Select and copy every line of the records that contains the word "wheel", matching case exactly.
·····
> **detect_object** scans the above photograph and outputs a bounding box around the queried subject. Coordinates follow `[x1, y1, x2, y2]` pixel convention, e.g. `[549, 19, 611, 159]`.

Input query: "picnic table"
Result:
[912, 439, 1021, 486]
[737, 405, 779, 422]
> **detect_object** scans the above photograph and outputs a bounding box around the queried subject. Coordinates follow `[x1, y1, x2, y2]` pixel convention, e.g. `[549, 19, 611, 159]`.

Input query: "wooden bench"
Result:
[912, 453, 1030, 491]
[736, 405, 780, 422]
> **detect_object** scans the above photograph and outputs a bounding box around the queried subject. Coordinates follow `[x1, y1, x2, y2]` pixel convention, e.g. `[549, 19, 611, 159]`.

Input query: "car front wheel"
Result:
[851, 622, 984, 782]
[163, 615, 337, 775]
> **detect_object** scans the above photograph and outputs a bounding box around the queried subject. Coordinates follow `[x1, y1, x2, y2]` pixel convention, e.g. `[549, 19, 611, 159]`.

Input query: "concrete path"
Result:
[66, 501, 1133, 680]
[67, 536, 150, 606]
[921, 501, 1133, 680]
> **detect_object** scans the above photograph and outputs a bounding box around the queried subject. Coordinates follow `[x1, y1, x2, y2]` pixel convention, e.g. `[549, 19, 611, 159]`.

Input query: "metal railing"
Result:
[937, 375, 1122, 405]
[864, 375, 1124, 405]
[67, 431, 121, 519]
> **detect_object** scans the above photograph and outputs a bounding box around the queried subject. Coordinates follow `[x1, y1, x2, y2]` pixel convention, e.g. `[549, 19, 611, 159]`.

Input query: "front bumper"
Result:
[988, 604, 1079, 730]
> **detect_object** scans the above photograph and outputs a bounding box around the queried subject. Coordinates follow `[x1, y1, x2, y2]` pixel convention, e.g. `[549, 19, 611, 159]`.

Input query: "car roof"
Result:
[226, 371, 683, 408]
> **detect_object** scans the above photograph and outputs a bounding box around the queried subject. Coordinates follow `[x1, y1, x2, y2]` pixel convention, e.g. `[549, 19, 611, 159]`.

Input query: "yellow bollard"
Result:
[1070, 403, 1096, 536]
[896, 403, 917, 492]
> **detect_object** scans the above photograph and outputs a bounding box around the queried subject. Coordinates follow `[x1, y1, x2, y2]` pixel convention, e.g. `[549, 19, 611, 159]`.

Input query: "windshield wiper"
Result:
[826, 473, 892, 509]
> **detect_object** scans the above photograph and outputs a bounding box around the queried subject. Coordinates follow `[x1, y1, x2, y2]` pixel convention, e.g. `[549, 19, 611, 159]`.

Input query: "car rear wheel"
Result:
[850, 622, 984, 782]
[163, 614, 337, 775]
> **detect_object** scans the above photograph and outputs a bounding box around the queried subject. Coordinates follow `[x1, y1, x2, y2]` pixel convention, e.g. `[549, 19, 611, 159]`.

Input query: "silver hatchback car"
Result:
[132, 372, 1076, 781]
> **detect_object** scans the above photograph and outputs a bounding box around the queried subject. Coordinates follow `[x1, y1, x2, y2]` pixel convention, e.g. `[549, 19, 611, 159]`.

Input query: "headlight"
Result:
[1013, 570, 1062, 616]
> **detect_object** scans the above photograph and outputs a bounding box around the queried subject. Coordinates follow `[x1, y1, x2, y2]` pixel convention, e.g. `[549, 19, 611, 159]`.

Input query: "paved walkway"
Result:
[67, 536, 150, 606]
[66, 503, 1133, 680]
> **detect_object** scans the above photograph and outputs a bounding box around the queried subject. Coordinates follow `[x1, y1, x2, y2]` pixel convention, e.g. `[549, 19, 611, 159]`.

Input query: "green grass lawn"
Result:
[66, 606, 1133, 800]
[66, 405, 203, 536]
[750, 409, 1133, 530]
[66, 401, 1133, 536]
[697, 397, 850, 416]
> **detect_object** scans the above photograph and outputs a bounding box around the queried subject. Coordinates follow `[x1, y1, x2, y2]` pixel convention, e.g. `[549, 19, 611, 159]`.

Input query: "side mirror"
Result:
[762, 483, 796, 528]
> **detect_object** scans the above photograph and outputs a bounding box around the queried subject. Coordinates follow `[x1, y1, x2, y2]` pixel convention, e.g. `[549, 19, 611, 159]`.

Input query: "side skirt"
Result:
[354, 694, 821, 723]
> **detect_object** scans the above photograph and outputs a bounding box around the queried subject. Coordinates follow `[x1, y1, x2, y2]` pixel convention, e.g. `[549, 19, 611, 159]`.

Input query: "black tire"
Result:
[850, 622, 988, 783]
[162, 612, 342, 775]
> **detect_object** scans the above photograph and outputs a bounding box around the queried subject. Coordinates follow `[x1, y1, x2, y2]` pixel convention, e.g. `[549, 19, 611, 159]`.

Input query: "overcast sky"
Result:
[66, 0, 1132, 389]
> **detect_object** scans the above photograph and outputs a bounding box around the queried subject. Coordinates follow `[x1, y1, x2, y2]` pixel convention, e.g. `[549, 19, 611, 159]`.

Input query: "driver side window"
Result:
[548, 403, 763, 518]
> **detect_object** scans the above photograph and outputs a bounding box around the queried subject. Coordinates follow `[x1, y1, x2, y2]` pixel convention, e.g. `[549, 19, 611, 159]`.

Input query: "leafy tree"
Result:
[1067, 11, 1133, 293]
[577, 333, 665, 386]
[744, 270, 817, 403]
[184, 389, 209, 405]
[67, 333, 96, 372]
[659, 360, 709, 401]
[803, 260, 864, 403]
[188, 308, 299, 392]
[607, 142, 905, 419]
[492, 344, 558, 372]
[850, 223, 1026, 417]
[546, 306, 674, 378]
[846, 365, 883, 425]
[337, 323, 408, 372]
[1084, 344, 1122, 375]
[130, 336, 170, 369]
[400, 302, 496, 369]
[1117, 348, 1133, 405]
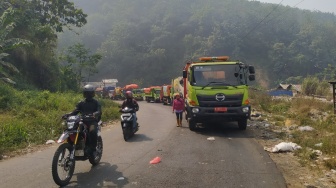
·····
Answer below:
Input query: "car front wheel"
Input query: "car rear wheel"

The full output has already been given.